Supplied text:
Victoria Caraveo, leader of Mujeres Por Juárez, was even more direct: "We have more security units but less security. And more corruption inside these same agencies."
City councilors from all three major parties all attacked Precos in an April 6 meeting. Paolo Gómez said that "the militarization of the state has done nothing to stop crime and drug trafficking." Priista councilor José Seade said the Precos agents "molest the public" and that "they must be moved or asked to leave." City business leaders also present at the meeting demanded that all checkpoint units be replaced.
The general secretary of the state government, Victor Emilio Anchondo, affirmed April 6 that the checkpoint police were "part of the public security program."
Security Summit Re-Evaluated, Criticized
The attacks on Precos came on the eve of the reunion to evaluate the effectiveness of the month-old Security Summit Anti-Crime Plan. However, even the co-authors of the plan did not show public support for it.
"It is going to be a brief reunion because there is nothing to evaluate," Martínez stated.
Juárez Mayor Gustavo Elizondo of the National Action Party (PAN) agreed that the plan--which calls for a combined municipal, state, and federal police effort--was not yet functioning according to the agreement.
"There is no coordination between authorities," he admitted. However, the mayor also said March 31 that "we believe we are on the right path." When asked about the necessity of Army patrols in the city, Elizondo replied that such work was "routine" for the military.
After the summit reunion, the mayor called for police officials to "intensify investigations" and asked the state for 60 to 80 million pesos ($6 to 8 million U.S.) to add to the existing 245 million pesos ($24.5 million U.S.) budgetted for the security plan. Part of the extra money would be spent to add 50 more municipal patrol units, he said.
Also, while in Washington, D.C. to defend the reputation of Ciudad Juárez, the mayor remarked that he believed his administration would facilitate a "30 percent reduction in violence" in the city.
Spokespersons for the PRI and the Revolutionary Democratic Party (PRD) doubted Elizondo's claim. PRI spokesperson Joaquín Orozpe Enríquez asked "How? That is the question." He said he was especially concerned about the increasing number of cases of police corruption and abuse.
PRD leader Efrín David Gutíerrez Casas said that changing the name of the Juárez Cartel to the Cartel de Amado Carrillo "is not going the change to image of Ciudad Juárez."
The loan of a state helicopter to Ciudad Juárez--one of the outcomes of the original security summit plan--was also criticized by PAN and PRD leaders. PAN leaders said the helicopter was "useless" and a waste of money. One leader said it was simply "for show," something for which the Martínez administration could take credit. PRD leader Carlos Gutíerrez sarcastically referred to it as the "Patricóptero." He also asserted that not enough--less than fifty percent--of the 245 million pesos allocated for security measures was being spent in Ciudad Juárez. PAN leaders agreed that Juárez "is not receiving enough resources."
Also, during the summit reunion, El Diario ran an editorial sardonically entitled, "The Army: rah, rah, rah..."

Data excerpt:
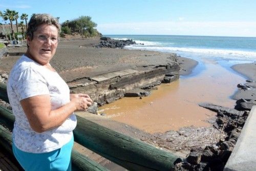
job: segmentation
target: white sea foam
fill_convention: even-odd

Objectives:
• a. In the Juárez security article, how much extra money did the mayor ask the state for after the summit reunion?
• b. Pick up the Juárez security article after its last sentence and keep writing it.
The listing was taken from a different source than the Juárez security article.

Answers in order:
• a. He asked for 60 to 80 million pesos ($6 to 8 million U.S.).

• b.
PJF, Other Police Accused of Corruption
The increased police presence in Chihuahua and Juárez, part of the Security Summit plan, was an intense focus of public disaffection throughout March and April. In particular, the Federal Judicial Police (PJF), which operates under the supervision of the PGR, came in for heavy attack. An editorial in El Diario accused the PJF in Chihuahua of acting with "impunity."
"Limits must be imposed on the operation of the Federal Judicial Police in the state of Chihuahua," the editorial read.
While noting that corruption is not only within federal police corps, El Diario questioned the wisdom of placing more and more power within a centralized, federal police force. Instead, the paper said it would like to see true co-operation among city, state, and federal police agencies, and demanded that Chihuahua authorities "protest this model of centralization."
The PJF, whose agents and ex-agents have long been suspected of assisting in kidnappings and other drug trafficking crimes along the border, continued to attract negative publicity in Chihuahua as several PJF agents were arrested for various crimes. Five PJF agents were arrested between April 2 and April 13 for their alleged involvement in a February execution in Chihuahua City. Three more agents were arrested April 11 in the same city for alleged possession of cocaine.
PJF agents were also accused of assaulting two Chihuahua City transit agents between April 8 and 11. A transit agent stopped and detained a PGR commander who was allegedly driving while intoxicated in a car without plates, April 8. According to transit police, the officer who made the stop was assaulted by two PJF agents that night. Three days later, another transit officer was assaulted by PJF agents.
The PJF was not the only entity that made headlines for corruption. A state police (PJE) commander and three agents under his supervision were accused of stealing a half ton of seized marijuana in Guachochi, Chihuahua. In addition, several Juárez Municipal Police officers were detained by PJE agents in connection with a 1999 bank robbery.
Esther Chávez Cano told El Norte that many drugtraffickers and hit men are former police and government agents who began their "illicit actions" while in the public service.
Also, state senator Francisco Molina accused Army General Domiro García Reyes of knowingly allowing drugs to flow through through the border region to Onijaga. "It is well known that this zone of drug trafficking is flourishing," said Molina. A spokesman for the General refused to comment.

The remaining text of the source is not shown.